Tasks to carry out
**1)** Condense the paragraph of the LINQ overview below that begins "LINQ provides unified query syntax" into a bulleted list, keeping its main facts.
**2)** Extend the LINQ overview below with a further paragraph that follows on from its final sentence.
# START OF Passage provided
The Language Integrated Query (LINQ), which is pronounced as “link”, was introduced in the .NET Framework 3.5 to provide query capabilities by defining standardized query syntax in the .NET programming languages (such as C# and VB.NET). LINQ is provided via the System.Linq namespace.
A query is an expression to retrieve data from a data source. Usually, queries are expressed as simple strings (e.g., SQL for relational databases) without type checking at compile time or IntelliSense support. Traditionally, developers had to learn a new query language for each data source type (e.g., SQL, XML, ADO.NET Datasets, etc.).
LINQ provides unified query syntax to query different data sources by working with objects. For example, we could retrieve and save data in different databases (MS SQL, My SQL, Oracle, etc.) with the same code. Using the same basic coding patterns, we can query and transform data in any source where a LINQ provider is available. In addition, we can perform many operations, such as filtering, ordering, and grouping.
# END OF Passage provided
# START OF Data block
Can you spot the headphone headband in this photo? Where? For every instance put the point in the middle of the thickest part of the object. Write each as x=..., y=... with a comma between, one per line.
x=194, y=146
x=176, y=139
# END OF Data block
Results by task
**1)**
- LINQ offers a single query syntax for different data sources by working with objects.
- The same code can retrieve and save data across databases such as MS SQL, My SQL, and Oracle.
- The same basic coding patterns can query and transform data in any source that has a LINQ provider.
- Supported operations include filtering, ordering, and grouping.

**2)**
In this article, we will learn about the LINQ architecture and technologies, query syntaxes, execution types, and query operations. In addition, we will see some code examples to be familiarized with LINQ concepts.
LINQ and Generic Types (C#)
We can design classes and methods that can provide functionalities for a general type (T) by using Generics. The generic type parameter will be defined when the class or method is declared and instantiated. In this way, we can use the generic class or method for different types without the cost of boxing operations and the risk of runtime casts.
A generic type is declared by specifying a type parameter in angle brackets after the class or method name, e.g. MyClassName<T>, where T is a type parameter. The MyClassName class will provide generalized solutions for any T. The most common use of generics is to create collection classes.
LINQ queries are based on generic types. So, when creating an instance of a generic collection class, such as List<T>, Dictionary<TKey, TValue>, etc., we should replace the T parameter with the type of our objects. For example, we could keep a list of string values (List<string>), a list of custom User objects (List< User>), a dictionary of integer keys with string values (Dictionary<int, string>), etc.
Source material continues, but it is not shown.